▶ TEXT PROVIDED:
Healthcare Reform: Radical Solution to an Agonizing Problem

The healthcare policy debate rages. President Obama just went on for about 50 minutes tonight, and first glance might indicate he has a slam dunk. Universal coverage, costing less than we're paying now, no rationing, no death panels, choice and competition. Had he gone on any longer, no doubt he would have promised lollipops and pink unicorns for all.

Sadly, the last is not to be — and in the incredibly tortuous healthcare landscape of today, actually achieving the others in a single package is not in the cards either. US healthcare is already one of the most heavily regulated sectors of the economy — and the solution is more of the same?

Virtually all agree, as do I, that the current health insurance system is broken and needs reform. But what's needed is a level-headed approach to reordering incentives that recognizes who the real customers are. Both the Demopublicans and Republicrats are prescribing Band-aids for a broken hip. The patient needs major surgery!

The article linked here has been out for a few weeks now. Written by David Goldhill and published in the Atlantic Monthly, it outlines a thorough approach to addressing the issues and finding a way forward that promises to provide catastrophic care benefits to all, provide a safety net for the truly needy, and rein in the outrageous costs of disease care in this country. I have been hoping it would get some real discussion, but unfortunately Goldhill's voice seems to be drowned out by the partisans. I guess too many people feel uneasy about the possibility of their own pet gravy trains being derailed.

▶ TRY IT:
Write out everything from "Sadly, the last" down to "needs major surgery!" in the healthcare reform text, switching "broken hip" to "broken leg".

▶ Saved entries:
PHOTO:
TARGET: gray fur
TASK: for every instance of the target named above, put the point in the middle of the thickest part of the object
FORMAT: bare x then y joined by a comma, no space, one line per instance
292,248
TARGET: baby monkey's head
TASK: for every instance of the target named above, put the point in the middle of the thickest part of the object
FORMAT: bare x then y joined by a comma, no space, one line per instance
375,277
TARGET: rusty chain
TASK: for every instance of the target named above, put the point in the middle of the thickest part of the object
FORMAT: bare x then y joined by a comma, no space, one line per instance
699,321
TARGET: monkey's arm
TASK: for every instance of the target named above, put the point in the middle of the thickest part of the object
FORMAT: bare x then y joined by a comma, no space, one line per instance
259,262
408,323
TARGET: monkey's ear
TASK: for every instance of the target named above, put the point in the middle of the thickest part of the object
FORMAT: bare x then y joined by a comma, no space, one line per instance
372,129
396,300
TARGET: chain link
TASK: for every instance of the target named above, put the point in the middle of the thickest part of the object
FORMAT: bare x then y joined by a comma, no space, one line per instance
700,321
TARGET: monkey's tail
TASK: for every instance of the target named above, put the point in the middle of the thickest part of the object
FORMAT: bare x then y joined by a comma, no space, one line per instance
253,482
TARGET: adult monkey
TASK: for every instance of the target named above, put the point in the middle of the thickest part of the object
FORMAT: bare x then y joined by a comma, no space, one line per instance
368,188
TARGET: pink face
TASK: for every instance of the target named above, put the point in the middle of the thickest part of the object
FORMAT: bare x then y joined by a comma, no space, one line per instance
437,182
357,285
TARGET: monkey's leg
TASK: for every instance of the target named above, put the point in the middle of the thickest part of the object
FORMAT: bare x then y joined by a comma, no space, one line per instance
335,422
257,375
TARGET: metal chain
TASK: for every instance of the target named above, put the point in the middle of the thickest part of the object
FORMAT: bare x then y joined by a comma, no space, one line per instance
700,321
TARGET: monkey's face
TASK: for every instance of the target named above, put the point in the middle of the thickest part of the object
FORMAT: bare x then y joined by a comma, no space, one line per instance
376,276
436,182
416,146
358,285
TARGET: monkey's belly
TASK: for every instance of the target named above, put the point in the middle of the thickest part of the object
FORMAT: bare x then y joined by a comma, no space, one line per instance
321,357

▶ ANSWER BOX:
Sadly, the last is not to be — and in the incredibly tortuous healthcare landscape of today, actually achieving the others in a single package is not in the cards either. US healthcare is already one of the most heavily regulated sectors of the economy — and the solution is more of the same?

Virtually all agree, as do I, that the current health insurance system is broken and needs reform. But what's needed is a level-headed approach to reordering incentives that recognizes who the real customers are. Both the Demopublicans and Republicrats are prescribing Band-aids for a broken leg. The patient needs major surgery!